Exercise: Below are some records; reproduce every one of them exactly.

___

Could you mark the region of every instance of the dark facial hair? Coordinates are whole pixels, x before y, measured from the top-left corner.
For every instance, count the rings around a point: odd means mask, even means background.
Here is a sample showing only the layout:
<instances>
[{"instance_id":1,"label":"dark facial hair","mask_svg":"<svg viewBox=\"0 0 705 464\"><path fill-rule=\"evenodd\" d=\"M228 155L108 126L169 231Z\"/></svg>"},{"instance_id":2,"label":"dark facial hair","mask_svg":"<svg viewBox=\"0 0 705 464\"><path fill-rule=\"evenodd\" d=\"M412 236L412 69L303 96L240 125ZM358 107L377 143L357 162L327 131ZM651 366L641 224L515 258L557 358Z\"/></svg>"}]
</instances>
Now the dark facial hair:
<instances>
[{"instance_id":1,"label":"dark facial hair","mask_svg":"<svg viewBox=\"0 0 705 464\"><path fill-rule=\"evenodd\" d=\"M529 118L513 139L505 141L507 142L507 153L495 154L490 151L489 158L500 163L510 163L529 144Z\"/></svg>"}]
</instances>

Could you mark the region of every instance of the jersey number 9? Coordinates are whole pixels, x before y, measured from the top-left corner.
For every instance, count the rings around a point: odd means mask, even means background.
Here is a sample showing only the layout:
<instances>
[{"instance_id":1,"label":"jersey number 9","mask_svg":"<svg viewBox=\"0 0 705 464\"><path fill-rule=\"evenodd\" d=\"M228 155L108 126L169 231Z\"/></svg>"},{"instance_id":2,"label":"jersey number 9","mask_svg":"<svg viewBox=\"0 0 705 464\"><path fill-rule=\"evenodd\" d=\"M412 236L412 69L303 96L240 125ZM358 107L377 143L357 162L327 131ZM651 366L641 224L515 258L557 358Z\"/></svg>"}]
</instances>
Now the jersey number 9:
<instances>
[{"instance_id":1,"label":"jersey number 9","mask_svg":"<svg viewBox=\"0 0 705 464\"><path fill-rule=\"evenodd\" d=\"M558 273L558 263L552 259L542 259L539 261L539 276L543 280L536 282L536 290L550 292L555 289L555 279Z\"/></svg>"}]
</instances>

___

Worked answer:
Could you mark the region of every instance of the dark facial hair? Coordinates are whole pixels, x before y, measured from the top-left corner.
For every instance, count the rings around a point: odd means mask, even means background.
Here is a sample showing only the layout:
<instances>
[{"instance_id":1,"label":"dark facial hair","mask_svg":"<svg viewBox=\"0 0 705 464\"><path fill-rule=\"evenodd\" d=\"M228 155L108 126L169 231Z\"/></svg>"},{"instance_id":2,"label":"dark facial hair","mask_svg":"<svg viewBox=\"0 0 705 464\"><path fill-rule=\"evenodd\" d=\"M412 236L412 69L303 96L240 125ZM358 107L377 143L357 162L327 131ZM651 366L641 224L515 258L557 358Z\"/></svg>"}]
</instances>
Now the dark facial hair:
<instances>
[{"instance_id":1,"label":"dark facial hair","mask_svg":"<svg viewBox=\"0 0 705 464\"><path fill-rule=\"evenodd\" d=\"M529 118L513 139L505 141L507 142L507 153L495 154L490 151L489 158L500 163L510 163L529 144Z\"/></svg>"}]
</instances>

Could you mark the region of every instance of the jersey number 9? Coordinates are whole pixels, x before y, measured from the top-left corner.
For every instance, count the rings around a point: odd means mask, even means background.
Here is a sample showing only the layout:
<instances>
[{"instance_id":1,"label":"jersey number 9","mask_svg":"<svg viewBox=\"0 0 705 464\"><path fill-rule=\"evenodd\" d=\"M228 155L108 126L169 231Z\"/></svg>"},{"instance_id":2,"label":"jersey number 9","mask_svg":"<svg viewBox=\"0 0 705 464\"><path fill-rule=\"evenodd\" d=\"M412 236L412 69L303 96L240 125ZM358 107L377 143L357 162L327 131ZM651 366L641 224L515 258L557 358Z\"/></svg>"}]
</instances>
Now the jersey number 9:
<instances>
[{"instance_id":1,"label":"jersey number 9","mask_svg":"<svg viewBox=\"0 0 705 464\"><path fill-rule=\"evenodd\" d=\"M558 273L558 263L552 259L542 259L539 261L539 276L543 280L536 282L536 290L550 292L555 289L555 279Z\"/></svg>"}]
</instances>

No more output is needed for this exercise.